RECORD LIST:
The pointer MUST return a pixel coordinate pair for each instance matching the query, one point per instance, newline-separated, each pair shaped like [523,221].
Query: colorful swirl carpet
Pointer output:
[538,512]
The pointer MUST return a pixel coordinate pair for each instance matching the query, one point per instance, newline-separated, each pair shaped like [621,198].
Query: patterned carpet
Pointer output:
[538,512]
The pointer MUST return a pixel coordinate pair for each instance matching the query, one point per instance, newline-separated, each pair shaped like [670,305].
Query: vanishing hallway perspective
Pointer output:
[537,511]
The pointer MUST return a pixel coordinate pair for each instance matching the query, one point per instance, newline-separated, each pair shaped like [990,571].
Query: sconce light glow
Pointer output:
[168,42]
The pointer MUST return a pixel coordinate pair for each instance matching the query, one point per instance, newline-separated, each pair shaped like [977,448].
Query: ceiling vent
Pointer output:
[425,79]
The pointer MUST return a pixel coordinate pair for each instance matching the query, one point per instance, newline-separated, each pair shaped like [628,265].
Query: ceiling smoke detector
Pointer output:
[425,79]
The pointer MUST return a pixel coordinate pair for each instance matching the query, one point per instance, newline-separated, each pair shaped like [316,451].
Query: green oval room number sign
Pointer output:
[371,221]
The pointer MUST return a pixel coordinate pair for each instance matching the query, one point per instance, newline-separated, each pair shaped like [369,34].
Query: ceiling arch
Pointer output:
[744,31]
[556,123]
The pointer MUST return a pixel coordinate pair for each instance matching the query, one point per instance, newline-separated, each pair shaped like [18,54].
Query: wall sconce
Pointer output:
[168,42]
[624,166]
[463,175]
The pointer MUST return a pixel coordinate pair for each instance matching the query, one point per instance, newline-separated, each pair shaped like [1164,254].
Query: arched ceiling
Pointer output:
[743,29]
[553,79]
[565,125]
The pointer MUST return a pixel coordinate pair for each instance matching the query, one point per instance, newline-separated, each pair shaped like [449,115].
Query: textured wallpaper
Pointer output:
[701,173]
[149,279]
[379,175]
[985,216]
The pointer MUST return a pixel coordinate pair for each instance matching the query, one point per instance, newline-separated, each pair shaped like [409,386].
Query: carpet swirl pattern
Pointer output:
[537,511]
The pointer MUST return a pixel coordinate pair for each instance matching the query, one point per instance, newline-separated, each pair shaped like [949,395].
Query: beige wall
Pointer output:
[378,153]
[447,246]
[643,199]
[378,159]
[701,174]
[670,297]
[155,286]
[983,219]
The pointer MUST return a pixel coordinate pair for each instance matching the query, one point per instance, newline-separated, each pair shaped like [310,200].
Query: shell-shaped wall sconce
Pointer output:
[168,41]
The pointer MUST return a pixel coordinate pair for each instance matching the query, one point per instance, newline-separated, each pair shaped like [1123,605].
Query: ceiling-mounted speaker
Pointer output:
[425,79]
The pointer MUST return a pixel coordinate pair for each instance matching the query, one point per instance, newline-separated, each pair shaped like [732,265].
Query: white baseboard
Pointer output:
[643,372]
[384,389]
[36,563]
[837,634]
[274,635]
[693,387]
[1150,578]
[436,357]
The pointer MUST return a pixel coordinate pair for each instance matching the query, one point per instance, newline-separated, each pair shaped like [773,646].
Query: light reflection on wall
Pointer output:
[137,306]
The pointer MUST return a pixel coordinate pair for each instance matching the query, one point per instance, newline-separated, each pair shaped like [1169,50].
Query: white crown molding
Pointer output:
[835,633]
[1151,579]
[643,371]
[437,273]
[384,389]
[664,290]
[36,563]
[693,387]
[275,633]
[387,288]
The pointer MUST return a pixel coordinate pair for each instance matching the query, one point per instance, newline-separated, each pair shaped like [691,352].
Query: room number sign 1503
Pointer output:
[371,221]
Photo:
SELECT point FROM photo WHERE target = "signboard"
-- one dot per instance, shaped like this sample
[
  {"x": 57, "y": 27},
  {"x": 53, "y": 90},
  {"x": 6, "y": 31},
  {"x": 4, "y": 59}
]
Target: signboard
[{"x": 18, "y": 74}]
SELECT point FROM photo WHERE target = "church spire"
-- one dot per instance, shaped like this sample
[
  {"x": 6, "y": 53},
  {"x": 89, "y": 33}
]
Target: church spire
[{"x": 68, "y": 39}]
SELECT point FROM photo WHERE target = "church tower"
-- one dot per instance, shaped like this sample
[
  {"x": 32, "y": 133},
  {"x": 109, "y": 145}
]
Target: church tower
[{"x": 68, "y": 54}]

WRITTEN EXERCISE: Copy each line of the data above without altering a single character.

WRITTEN RESPONSE:
The pointer MUST return a pixel coordinate pair for each instance matching the query, one point per instance, newline-separated, each pair shaped like [523,221].
Query: colorful swirl carpet
Pointer output:
[538,512]
The pointer MUST return a pixel coordinate pair for each instance matching the query, one point per instance, newline-separated, each pair shaped like [621,198].
Query: patterned carpet
Pointer output:
[538,512]
The pointer MUST return a pixel coordinate pair for each instance matching the query, one point per instance, newline-separated, each pair shaped like [670,305].
Query: vanishing hallway perspective
Pointer output:
[537,511]
The pointer MUST return a pixel coordinate pair for each instance matching the query, one point per instance, newline-separated, each pair shaped like [990,571].
Query: sconce light glow
Pointer output:
[168,42]
The pointer MUST return a pixel coordinate pair for each instance matching the query, one point per instance, newline-separated, each pair shaped like [977,448].
Query: ceiling vent
Pointer output:
[425,79]
The pointer MUST return a pixel coordinate pair for each instance matching the query, one point per instance, newline-separated, each pair shaped like [628,265].
Query: ceiling smoke detector
Pointer output:
[425,79]
The pointer MUST return a pixel coordinate pair for each instance matching the query, one point per instance, newline-separated, each pair shaped like [316,451].
Query: green oval room number sign
Pointer output:
[371,221]
The pointer MUST return a pixel coordinate pair for each instance matching the query, one point per instance, newline-separated, each pair shaped like [369,34].
Query: ceiling arch
Pointer output:
[744,31]
[556,123]
The pointer MUST return a pixel coordinate pair for each instance matching the query, one point per instance, newline-separated, each pair shaped like [18,54].
Query: wall sconce
Pointer output:
[168,42]
[624,166]
[463,175]
The pointer MUST return a pixel coordinate pair for each instance matching the query, one point per instance, newline-separated, each pair shaped like [1164,254].
Query: arched ceiling
Pointer output:
[743,29]
[553,79]
[565,125]
The pointer MUST return a pixel coordinate pair for each instance matching the query, one point per instance, newline-separated, each pair shaped like [449,115].
Query: textured wallpaper
Pointer output:
[701,173]
[149,279]
[379,175]
[985,216]
The pointer MUST return a pixel coordinate pair for each instance matching the query, one point per instance, newline-separated, each pair shaped like [409,386].
Query: carpet swirl pattern
Pointer output:
[537,511]
The pointer MUST return a pixel coordinate pair for each instance matching the query, one point per instance, newline-separated, each pair shaped like [949,395].
Query: beige wall
Pointer output:
[378,153]
[447,246]
[643,199]
[378,159]
[701,174]
[670,297]
[155,286]
[983,219]
The pointer MUST return a pixel coordinate pair for each instance matching the query, one point per instance, newline-separated, each pair shaped like [310,200].
Query: shell-shaped wall sconce
Pointer output:
[168,41]
The pointer MUST return a pixel coordinate pair for each instance matching the query, one point per instance, newline-separated, each pair shaped like [1123,605].
Query: ceiling-mounted speaker
Pointer output:
[425,79]
The pointer MUST return a pixel coordinate pair for each instance matching the query, one point per instance, newline-separated, each pair shaped like [732,265].
Query: white baseboard
Pointer output:
[643,372]
[384,389]
[36,563]
[837,634]
[274,635]
[693,387]
[1150,578]
[436,357]
The pointer MUST return a pixel coordinate pair for each instance matching the query, one point per instance, newline-separated, each pair shaped like [773,646].
Query: light reflection on wall
Pointer output:
[137,306]
The pointer MUST return a pixel coordinate pair for each instance matching the query, one point per instance, newline-separated, each pair shaped like [1169,50].
Query: white crown molding
Pointer output:
[835,633]
[1151,579]
[643,371]
[437,273]
[384,389]
[664,290]
[36,563]
[693,387]
[275,633]
[387,288]
The pointer MUST return a pixel coordinate pair for each instance matching the query, one point per instance, newline-separated, each pair shaped like [691,352].
Query: room number sign 1503
Pointer output:
[371,221]
Photo:
SELECT point FROM photo WHERE target = "signboard"
-- one dot per instance, shaped like this sample
[
  {"x": 57, "y": 27},
  {"x": 53, "y": 90},
  {"x": 6, "y": 31},
  {"x": 4, "y": 59}
]
Target: signboard
[{"x": 18, "y": 74}]
SELECT point FROM photo WHERE target = "church spire"
-- one dot per instance, shaped like this sample
[
  {"x": 6, "y": 53},
  {"x": 89, "y": 33}
]
Target: church spire
[{"x": 68, "y": 39}]
SELECT point FROM photo WHERE target = "church tower"
-- one dot per instance, shaped like this sample
[
  {"x": 32, "y": 133},
  {"x": 109, "y": 145}
]
Target: church tower
[{"x": 68, "y": 54}]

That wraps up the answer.